##### Provided information

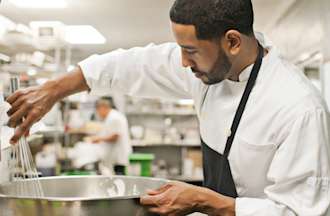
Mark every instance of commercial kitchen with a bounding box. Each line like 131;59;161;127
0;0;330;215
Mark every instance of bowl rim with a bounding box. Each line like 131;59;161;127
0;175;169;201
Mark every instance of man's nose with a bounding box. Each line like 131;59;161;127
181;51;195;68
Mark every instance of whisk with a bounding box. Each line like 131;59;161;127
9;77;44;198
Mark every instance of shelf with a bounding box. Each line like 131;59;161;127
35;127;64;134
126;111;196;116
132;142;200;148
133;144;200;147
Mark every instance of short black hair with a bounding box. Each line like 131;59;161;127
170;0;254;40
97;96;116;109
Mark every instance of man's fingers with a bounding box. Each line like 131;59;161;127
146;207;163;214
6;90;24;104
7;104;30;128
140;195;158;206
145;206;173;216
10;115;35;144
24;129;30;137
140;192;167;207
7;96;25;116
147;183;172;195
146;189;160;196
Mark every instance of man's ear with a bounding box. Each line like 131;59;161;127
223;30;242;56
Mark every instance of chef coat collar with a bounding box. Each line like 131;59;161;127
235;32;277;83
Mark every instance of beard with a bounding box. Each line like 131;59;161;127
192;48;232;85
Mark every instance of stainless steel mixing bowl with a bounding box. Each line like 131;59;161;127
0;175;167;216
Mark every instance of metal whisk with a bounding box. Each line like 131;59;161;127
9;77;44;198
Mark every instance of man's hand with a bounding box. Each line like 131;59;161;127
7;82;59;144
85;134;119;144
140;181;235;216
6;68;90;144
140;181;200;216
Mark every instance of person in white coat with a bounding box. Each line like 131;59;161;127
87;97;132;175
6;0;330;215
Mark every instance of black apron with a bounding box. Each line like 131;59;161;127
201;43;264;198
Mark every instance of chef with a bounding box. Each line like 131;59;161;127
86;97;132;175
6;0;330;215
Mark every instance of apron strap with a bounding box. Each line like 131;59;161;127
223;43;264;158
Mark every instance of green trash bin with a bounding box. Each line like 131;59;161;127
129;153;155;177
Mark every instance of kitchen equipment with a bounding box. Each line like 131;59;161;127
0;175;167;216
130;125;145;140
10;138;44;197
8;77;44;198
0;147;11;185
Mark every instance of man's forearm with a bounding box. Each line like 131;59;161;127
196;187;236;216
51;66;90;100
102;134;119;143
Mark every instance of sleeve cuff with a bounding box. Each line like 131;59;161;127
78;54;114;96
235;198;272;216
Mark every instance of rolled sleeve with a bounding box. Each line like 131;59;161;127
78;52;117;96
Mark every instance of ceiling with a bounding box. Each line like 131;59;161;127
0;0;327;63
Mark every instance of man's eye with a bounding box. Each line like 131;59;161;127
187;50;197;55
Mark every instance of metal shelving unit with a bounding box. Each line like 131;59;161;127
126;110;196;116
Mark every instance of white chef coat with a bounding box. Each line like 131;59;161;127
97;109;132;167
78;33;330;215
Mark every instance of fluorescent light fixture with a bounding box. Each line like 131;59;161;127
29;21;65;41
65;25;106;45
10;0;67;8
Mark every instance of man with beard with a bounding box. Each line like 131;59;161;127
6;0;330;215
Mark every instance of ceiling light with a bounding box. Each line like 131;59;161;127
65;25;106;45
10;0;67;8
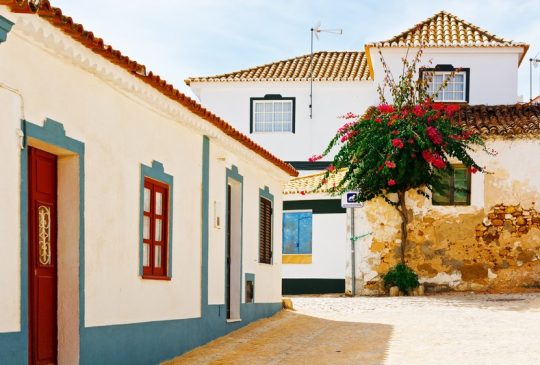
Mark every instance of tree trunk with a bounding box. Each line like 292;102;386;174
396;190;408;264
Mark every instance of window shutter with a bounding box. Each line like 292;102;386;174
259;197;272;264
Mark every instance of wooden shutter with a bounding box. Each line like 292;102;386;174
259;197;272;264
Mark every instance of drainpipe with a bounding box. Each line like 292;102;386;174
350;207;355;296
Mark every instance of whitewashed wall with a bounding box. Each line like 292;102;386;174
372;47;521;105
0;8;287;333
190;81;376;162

##########

[Instructions for the task] Without including any picture, repeat the data exactly.

[Task solution]
Mark every instance of commercial kitchen with a bounding box. Each line like 131;59;161;127
0;0;330;215
Mark every instance of bowl rim with a bounding box. Each line like 131;59;161;127
0;175;169;201
Mark every instance of man's nose with a bounding box. Each line like 131;59;161;127
181;51;195;68
Mark every instance of whisk with a bounding box. Each line like 131;59;161;127
9;77;44;198
Mark every instance of shelf with a bounding box. Each line like 131;59;161;127
35;127;64;134
126;111;196;116
132;142;200;148
133;144;200;147
Mark every instance of short black hair with a bounding box. Each line like 131;59;161;127
170;0;254;40
97;96;116;109
Mark every instance of man's fingers with a bounding box. Each line like 131;59;161;127
146;207;163;214
6;90;24;104
7;104;30;128
140;195;158;206
145;206;173;216
10;115;35;144
24;129;30;137
140;192;167;207
7;96;25;116
147;183;172;195
146;189;160;196
Mark every instance of man's ear with a bounding box. Each line like 131;59;161;127
223;30;242;56
Mark every instance of chef coat collar with a bounding box. Each line like 131;59;161;127
235;32;277;83
Mark every instance of beard with a bounding box. Each line like 131;59;161;127
192;48;232;85
Mark every instance of stainless steel mixing bowl with a bounding box. Each line like 131;59;161;127
0;175;167;216
Mark every instance of metal whisk with a bounding box. Each line like 131;59;161;127
9;77;44;198
Mark every instance of man's hand with a bounding box. Each line like 131;59;161;127
7;82;59;144
85;134;119;144
140;181;235;216
6;68;90;144
140;181;200;216
Mark every instance of person in white coat with a bounding box. Each line like 131;59;161;127
87;97;132;175
6;0;330;215
Mark every instance of black apron with a bounding box. Each line like 131;59;161;127
201;43;264;198
Mark every instance of chef with a bounding box. Each line like 131;59;161;127
86;97;132;175
6;0;330;215
Mark every instance of apron strap with a bounding box. Each line like 131;59;161;127
223;43;264;158
Mark every instance of green trash bin with a bounding box. Each line like 131;59;161;127
129;153;155;177
Mark every instance of kitchen equipment with a bounding box. Each line like 131;59;161;127
0;175;167;216
130;125;145;140
10;138;44;197
8;77;44;198
0;147;11;185
Mark every instance of man's forearm with a bounding box. Each line like 131;59;161;127
196;187;236;216
51;66;90;100
102;134;119;143
Mark every instance of sleeve cuff with a bounding box. Each line like 131;59;161;127
78;54;114;96
235;198;272;216
Mark every instance of rolled sleeve with a bounding box. Each line like 131;59;161;127
78;52;117;96
Mark every instance of ceiling with a bounding box. Each line like 131;59;161;127
0;0;327;63
Mark every instance of man's eye with a bounding box. Each line like 131;59;161;127
187;50;197;55
Mark every instance of metal shelving unit with a bounding box. Each line like 131;59;161;127
126;110;196;116
Mark every instance of white chef coat with a bounding box. Each line like 131;59;161;127
97;109;132;167
78;33;330;215
Mark every instance of fluorescent light fixture with a bounding box. Each line like 131;59;161;127
29;21;65;41
65;25;106;45
10;0;67;8
Mark every instance of man with beard with a bounding box. Each line like 131;59;161;127
6;0;330;215
Mark every instance of ceiling light with a bounding box. Each line like 131;59;161;127
65;25;106;45
10;0;67;8
Mark every instance of tree trunk with a bounding box. Each line like 292;102;386;174
396;190;408;264
Mark every instance of window shutter with a bounding box. Each line like 292;102;386;174
259;197;272;264
Mark every instance of wooden shutter with a bounding box. Each line like 292;102;386;174
259;197;272;264
Mark every instance of drainpipe with a bounding box. Each line like 292;102;386;174
350;207;355;296
Mark every instance of whitewashed wall with a bounding box. Each line like 292;102;386;174
372;47;521;105
0;8;287;333
190;81;376;162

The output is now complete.